───── PASSAGE GIVEN ─────

Tag Archives: Heems

Frank Ocean/Himanshu

They do mix tapes, they do albums, they do it all. Ocean’s album isn’t necessarily better than his mix tape, while Himanshu’s mix tape definitely isn’t better than his group’s album, or their other mix tapes. It’s still nice to have guys this smart who are also this prolific. Case in point: in the time it took me to review his first mix tape of 2012, Himanshu released a second. I shudder to think what kind of grade he’d give me.

─────

§ SHORT PROBLEM:
Copy word for word the part of the music review starting with "Tag Archives: Heems" and going on through "he’d give me.". The material after this point isn't needed for the work here.

───── DATA SECTION ─────

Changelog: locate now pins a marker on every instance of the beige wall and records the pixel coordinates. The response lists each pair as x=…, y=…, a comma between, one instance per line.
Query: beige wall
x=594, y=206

─────

§ RESPONSE TO THIS EXERCISE:
Tag Archives: Heems

Frank Ocean/Himanshu

They do mix tapes, they do albums, they do it all. Ocean’s album isn’t necessarily better than his mix tape, while Himanshu’s mix tape definitely isn’t better than his group’s album, or their other mix tapes. It’s still nice to have guys this smart who are also this prolific. Case in point: in the time it took me to review his first mix tape of 2012, Himanshu released a second. I shudder to think what kind of grade he’d give me.